#### [What to produce]
Edit the data below by replacing "rainbow flag" with "striped flag" throughout, leaving everything else unchanged.

#### [Dataset content]

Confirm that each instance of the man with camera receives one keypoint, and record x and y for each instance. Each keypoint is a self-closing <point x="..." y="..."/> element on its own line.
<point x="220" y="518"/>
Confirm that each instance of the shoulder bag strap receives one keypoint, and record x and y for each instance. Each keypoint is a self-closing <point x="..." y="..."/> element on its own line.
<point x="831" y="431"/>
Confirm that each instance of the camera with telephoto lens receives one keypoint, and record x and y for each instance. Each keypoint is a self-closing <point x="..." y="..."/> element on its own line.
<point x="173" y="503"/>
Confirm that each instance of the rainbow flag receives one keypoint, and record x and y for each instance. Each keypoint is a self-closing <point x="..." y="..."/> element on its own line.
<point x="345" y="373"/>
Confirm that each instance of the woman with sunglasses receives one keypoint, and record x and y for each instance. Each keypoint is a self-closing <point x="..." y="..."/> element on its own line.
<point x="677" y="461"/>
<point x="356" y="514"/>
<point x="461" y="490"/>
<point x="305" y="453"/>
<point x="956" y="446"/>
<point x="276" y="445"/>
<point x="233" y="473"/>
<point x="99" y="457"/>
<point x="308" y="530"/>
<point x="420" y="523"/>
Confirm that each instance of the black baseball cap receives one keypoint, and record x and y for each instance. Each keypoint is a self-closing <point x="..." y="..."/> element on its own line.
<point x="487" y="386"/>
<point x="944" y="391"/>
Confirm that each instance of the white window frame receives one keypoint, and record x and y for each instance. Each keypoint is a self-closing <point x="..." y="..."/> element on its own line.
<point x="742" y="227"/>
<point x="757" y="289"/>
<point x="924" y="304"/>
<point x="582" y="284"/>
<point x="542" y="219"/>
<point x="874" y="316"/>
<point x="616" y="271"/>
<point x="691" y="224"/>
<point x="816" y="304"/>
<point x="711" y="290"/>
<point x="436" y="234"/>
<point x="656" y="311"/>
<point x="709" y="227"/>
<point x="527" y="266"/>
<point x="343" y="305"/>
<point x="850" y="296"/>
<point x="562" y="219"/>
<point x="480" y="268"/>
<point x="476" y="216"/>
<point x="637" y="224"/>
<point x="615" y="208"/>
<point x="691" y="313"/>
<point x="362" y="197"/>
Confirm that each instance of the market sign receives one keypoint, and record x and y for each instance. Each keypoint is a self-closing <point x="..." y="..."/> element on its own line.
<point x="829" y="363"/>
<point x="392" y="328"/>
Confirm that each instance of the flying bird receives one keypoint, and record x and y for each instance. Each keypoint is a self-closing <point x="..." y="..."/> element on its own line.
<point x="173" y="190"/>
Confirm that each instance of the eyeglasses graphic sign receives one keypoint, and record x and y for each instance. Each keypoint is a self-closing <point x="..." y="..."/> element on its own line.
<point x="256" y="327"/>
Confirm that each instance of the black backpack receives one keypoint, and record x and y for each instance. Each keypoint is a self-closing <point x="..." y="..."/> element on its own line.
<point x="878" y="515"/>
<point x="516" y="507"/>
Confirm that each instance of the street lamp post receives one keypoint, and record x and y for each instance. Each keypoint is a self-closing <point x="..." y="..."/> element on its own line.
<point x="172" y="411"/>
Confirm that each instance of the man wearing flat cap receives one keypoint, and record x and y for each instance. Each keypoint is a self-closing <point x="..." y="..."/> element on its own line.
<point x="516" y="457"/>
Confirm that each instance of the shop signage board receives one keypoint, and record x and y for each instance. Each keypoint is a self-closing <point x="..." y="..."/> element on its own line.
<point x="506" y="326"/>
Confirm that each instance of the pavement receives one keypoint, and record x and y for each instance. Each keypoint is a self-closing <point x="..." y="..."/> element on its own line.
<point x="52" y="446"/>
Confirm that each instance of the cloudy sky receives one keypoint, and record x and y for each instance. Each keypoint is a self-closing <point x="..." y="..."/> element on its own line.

#### [Written solution]
Confirm that each instance of the man with camera receives one keypoint, and record x and y for each instance. Each keypoint is a self-closing <point x="..." y="..."/> element on its own line.
<point x="220" y="518"/>
Confirm that each instance of the shoulder bag strap receives one keypoint, and record x and y for each instance. Each keypoint is a self-closing <point x="..." y="..."/> element on its own line.
<point x="831" y="431"/>
Confirm that each instance of the camera with telephoto lens receives one keypoint, and record x and y for each instance. Each keypoint is a self-closing <point x="..." y="..."/> element on its own line.
<point x="173" y="503"/>
Confirm that each instance of the striped flag receives one keypoint, and record x and y for each instance. Each keypoint is a self-closing <point x="..." y="..."/> element on its own line.
<point x="345" y="373"/>
Confirm that each instance of the woman with sunglasses receives one keypoint, and record x and y for each instance. Each keypoint is a self-closing <point x="..." y="..."/> element on its own line.
<point x="677" y="461"/>
<point x="356" y="514"/>
<point x="461" y="490"/>
<point x="305" y="453"/>
<point x="956" y="446"/>
<point x="276" y="445"/>
<point x="233" y="473"/>
<point x="99" y="457"/>
<point x="308" y="530"/>
<point x="420" y="523"/>
Confirm that each instance of the black baseball cap receives one keypoint, and record x and y for each instance. Each keypoint is a self-closing <point x="..." y="..."/> element on its own line.
<point x="487" y="386"/>
<point x="944" y="391"/>
Confirm that each instance of the white window frame receives one keypoint, and record x and y for each instance. Each keypoint is a self-closing <point x="..." y="..."/> element on its own line.
<point x="742" y="227"/>
<point x="757" y="289"/>
<point x="924" y="304"/>
<point x="582" y="284"/>
<point x="542" y="219"/>
<point x="874" y="316"/>
<point x="616" y="271"/>
<point x="691" y="224"/>
<point x="816" y="304"/>
<point x="711" y="290"/>
<point x="436" y="234"/>
<point x="656" y="311"/>
<point x="709" y="227"/>
<point x="527" y="266"/>
<point x="343" y="305"/>
<point x="850" y="296"/>
<point x="562" y="219"/>
<point x="480" y="268"/>
<point x="476" y="216"/>
<point x="637" y="224"/>
<point x="615" y="208"/>
<point x="691" y="313"/>
<point x="362" y="197"/>
Confirm that each instance of the market sign receives one keypoint, and record x and y for each instance. Each keypoint is a self-closing <point x="..." y="..."/> element on its own line.
<point x="829" y="363"/>
<point x="392" y="328"/>
Confirm that each instance of the flying bird receives one keypoint, and record x and y for each instance. Each keypoint is a self-closing <point x="..." y="..."/> element on its own line.
<point x="173" y="190"/>
Confirm that each instance of the eyeglasses graphic sign receives one keypoint, and record x and y for each instance. Each keypoint is a self-closing <point x="..." y="..."/> element on its own line.
<point x="256" y="327"/>
Confirm that each instance of the black backpack receives one keypoint, and record x and y for each instance. Each keypoint is a self-closing <point x="..." y="..."/> element on its own line.
<point x="878" y="515"/>
<point x="516" y="507"/>
Confirm that each instance of the street lamp post receives one keypoint, and record x and y for each instance. Each keypoint is a self-closing <point x="..." y="..."/> element on its own line.
<point x="172" y="411"/>
Confirm that each instance of the man wearing flat cap receives one keypoint, and record x and y for each instance. Each keypoint is a self-closing <point x="..." y="..."/> element on its own line.
<point x="516" y="457"/>
Confirm that each instance of the shop signage board receives one keypoint, and record x and y for each instance. Each keypoint is a self-closing <point x="..." y="..."/> element on its own line.
<point x="506" y="326"/>
Confirm that each instance of the pavement receives one keypoint, and record x and y for each instance. Each keypoint is a self-closing <point x="..." y="..."/> element on its own line.
<point x="52" y="446"/>
Confirm that each instance of the cloudy sky receives one keypoint, and record x and y for each instance. Each keypoint is a self-closing <point x="..." y="..."/> element on its own line.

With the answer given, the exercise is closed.